**本文**
• • • • •

夫の親友、田辺君からもらった仕事を担当した永井部長と藤村は
さっそく連れ立って、ご挨拶に出向く。
さっそくも何も、挨拶しかできない二人であった。
挨拶なら、ここはまず仕事を振ってくれた田辺君の会社へ行くのが
通常のスジというものであろう。
しかし、彼の会社を飛ばすつもりなんだから行くわけにはいかない。
先に田辺君に会ってしまったら、彼から仕事をもらったと認めることになり
上下関係が締結してしまうからである。
よって二人はまず、発注元であるA社の広島支社を訪問した。
担当者に挨拶を済ませ、永井部長がおもむろに直取引を切り出すと
相手は言った。
「帰れ」
二人はけんもほろろに追い出され、撃沈。
しかし、これでメゲる二人ではない。
果敢にも次の作戦を実行に移す。
今度は九州の土建会社、B社である。
B社の広島支店を訪問し、やはり担当者に直取引を打診。
担当者は激怒し、その剣幕に驚いた二人は逃げ帰った。
彼らにとっては、これで終わるはずだった。
けれどもそうはいかない。
B社の怒りはすさまじかった。
それもそのはず、B社の本社は九州小倉。
小倉生まれの玄海育ち…口も荒いが気も荒い…
古風な鉄火肌を歌にも唄われた、色々な意味で何かと威勢のいい地域だ。
小倉に暮らす人々の皆がそうだというわけではないが
そこで土建会社を営むからには
古風な鉄火肌と無関係ではない可能性を鑑みる必要があった。
小倉、土建、田辺君とくれば任侠と、彼らは最初に気づくべきだったのである。
広島支店から話を聞いたB社は、本社に抗議の電話をかけ
永井部長と藤村を小倉に寄こせと言ってきた。
本社は関わり合いになりたくないので、行けと言う。
二人は窮地に立たされた。
相手は怒っているとはいえ、そう無体なことをするわけではない。
二人で小倉へ行き、謝罪すれば済んだはずだった。
しかし、ここで永井部長が迷走を始める。
つてを頼り、小倉在住のある人物を紹介してもらった。
あくまで永井レベルの範疇だが、その人物は小倉で顔役という。
彼はB社に行く時、その人に付き添ってもらおうと考えたのだ。
準備を整えた永井部長は藤村を連れ、現地で顔役とやらと落ち合う。
付き添いを頼んだ目的は心細いからか、謝罪を円滑にしたいからか
顔役の威力でB社をねじ伏せるためなのか、我々にはわからないが
3人でB社に向かった。
顔役は、何の役にも立たなかった。
B社の課長だか部長だかに…社長や取締役はこんなしょうもない面会に出てこない…
3人並べてしこたま怒鳴られ、取りつく島も無いまま
すごすごと帰るしかなかった。
「変なヤツを連れてきた」ということで、B社はさらに怒り心頭。

• • • • •

**提供データ**

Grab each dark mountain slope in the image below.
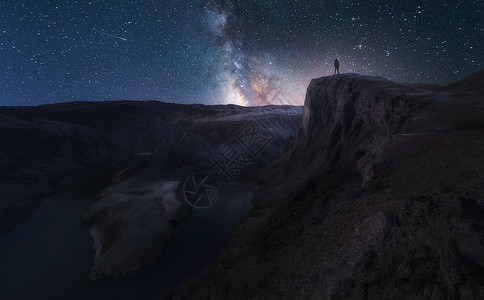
[165,72,484,299]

• • • • •

**課題の要件**
(A) 本文に出てくる地名を、重複なくすべて挙げなさい。
(B) 本文中の「二人で小倉へ行き、謝罪すれば済んだはずだった。」という一文を英語に訳しなさい。
データは本文とは別の資料である。

**記述解答**
(A) 広島、九州、小倉、玄海

(B) It should have been enough for the two of them to go to Kokura and apologize.